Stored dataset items
§

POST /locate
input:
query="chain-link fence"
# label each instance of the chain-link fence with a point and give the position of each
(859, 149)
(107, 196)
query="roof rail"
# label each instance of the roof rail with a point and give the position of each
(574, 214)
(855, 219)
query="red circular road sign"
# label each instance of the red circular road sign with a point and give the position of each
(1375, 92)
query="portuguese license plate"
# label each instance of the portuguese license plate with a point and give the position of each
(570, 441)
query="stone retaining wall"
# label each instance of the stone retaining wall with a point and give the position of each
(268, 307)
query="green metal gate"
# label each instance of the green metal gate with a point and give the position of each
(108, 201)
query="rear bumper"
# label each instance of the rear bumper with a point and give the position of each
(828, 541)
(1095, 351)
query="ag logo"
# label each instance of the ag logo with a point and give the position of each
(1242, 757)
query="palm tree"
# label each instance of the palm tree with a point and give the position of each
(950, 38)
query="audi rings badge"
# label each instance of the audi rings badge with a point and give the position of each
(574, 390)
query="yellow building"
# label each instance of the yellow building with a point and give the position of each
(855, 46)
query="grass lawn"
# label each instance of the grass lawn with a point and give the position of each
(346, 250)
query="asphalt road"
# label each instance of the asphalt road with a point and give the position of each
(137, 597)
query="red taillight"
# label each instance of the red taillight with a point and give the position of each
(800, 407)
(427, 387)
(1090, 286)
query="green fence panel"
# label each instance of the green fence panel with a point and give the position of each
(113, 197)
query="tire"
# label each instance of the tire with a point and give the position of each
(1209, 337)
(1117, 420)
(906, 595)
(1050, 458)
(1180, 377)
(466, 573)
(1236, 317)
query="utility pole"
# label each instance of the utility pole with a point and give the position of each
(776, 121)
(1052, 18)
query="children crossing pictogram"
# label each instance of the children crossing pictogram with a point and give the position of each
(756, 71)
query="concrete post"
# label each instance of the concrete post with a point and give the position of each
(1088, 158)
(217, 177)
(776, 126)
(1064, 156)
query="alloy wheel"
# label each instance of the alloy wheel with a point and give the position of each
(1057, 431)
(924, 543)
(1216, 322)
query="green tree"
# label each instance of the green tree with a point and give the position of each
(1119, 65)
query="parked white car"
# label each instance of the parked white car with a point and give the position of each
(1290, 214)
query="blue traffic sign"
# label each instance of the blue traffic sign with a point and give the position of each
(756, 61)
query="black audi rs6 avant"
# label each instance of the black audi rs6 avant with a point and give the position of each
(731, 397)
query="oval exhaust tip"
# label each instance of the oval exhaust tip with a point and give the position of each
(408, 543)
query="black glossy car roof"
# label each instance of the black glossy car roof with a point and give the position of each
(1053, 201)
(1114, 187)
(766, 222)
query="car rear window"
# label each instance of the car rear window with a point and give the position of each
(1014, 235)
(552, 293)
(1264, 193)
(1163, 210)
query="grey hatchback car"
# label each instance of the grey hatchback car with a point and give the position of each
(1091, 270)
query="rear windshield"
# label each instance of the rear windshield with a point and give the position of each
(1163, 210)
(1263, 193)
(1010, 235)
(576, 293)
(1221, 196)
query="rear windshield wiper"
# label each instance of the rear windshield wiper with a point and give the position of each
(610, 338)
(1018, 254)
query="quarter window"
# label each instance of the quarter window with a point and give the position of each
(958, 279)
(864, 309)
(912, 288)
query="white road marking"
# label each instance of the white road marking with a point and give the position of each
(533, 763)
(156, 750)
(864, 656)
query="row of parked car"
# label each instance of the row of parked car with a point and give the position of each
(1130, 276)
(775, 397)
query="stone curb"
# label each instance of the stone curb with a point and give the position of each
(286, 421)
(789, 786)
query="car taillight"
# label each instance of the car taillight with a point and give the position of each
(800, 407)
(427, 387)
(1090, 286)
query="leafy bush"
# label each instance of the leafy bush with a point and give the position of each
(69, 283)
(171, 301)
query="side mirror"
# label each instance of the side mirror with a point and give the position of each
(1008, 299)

§

- Exercise objective -
Copy every line from the start of the stored dataset items up to and including the line with "(1236, 317)". Add 59 to each point coordinate in the answers.

- Final result -
POST /locate
input:
query="chain-link fence"
# label each instance of the chain-link fence with a point and give the position of each
(918, 208)
(166, 255)
query="roof rail"
# label each instance of the roof rail with a point and give the position of each
(633, 273)
(914, 278)
query="red circular road sign"
# label each instance of the red circular road sign with a point and give the position of each
(1434, 151)
query="portuguese license plate"
# label each instance of the portuguese license plate with a point and give the position of each
(629, 500)
query="stone retaining wall"
# label each instance of the stone retaining wall with a point and give the position of each
(327, 366)
query="green metal gate"
# label each instance of the green metal gate with a point and give the position of each
(167, 260)
query="rear bumper"
# label each instance of the rear bumper with a point and give the position of each
(887, 600)
(1154, 410)
query="ag logo"
# label each instance of the ag logo with a point and give the position of each
(1301, 816)
query="palm tree"
# label each instance of the palm tree with a point and give the position of each
(1009, 97)
query="audi rings badge"
# label each instance of the audi rings badge with a point and give the position of each
(633, 449)
query="yellow building"
# label each instance of the yellow building with a point and give the position of each
(914, 105)
query="grass lawn"
# label each instance of the grass lawn with a point and give the position of each
(405, 309)
query="asphalt road"
# label each instance of the asphalt road with a point and give the position of each
(196, 656)
query="red taillight"
# label each instance of the red taillight with a point and give the position of each
(859, 466)
(486, 446)
(1149, 345)
query="green fence panel"
# label each instance of the green fence panel with a point and give the position of each
(172, 256)
query="tire"
# label each instance of the tire with a point and give the position of each
(1268, 396)
(1176, 479)
(965, 654)
(1109, 517)
(1239, 436)
(525, 632)
(1295, 376)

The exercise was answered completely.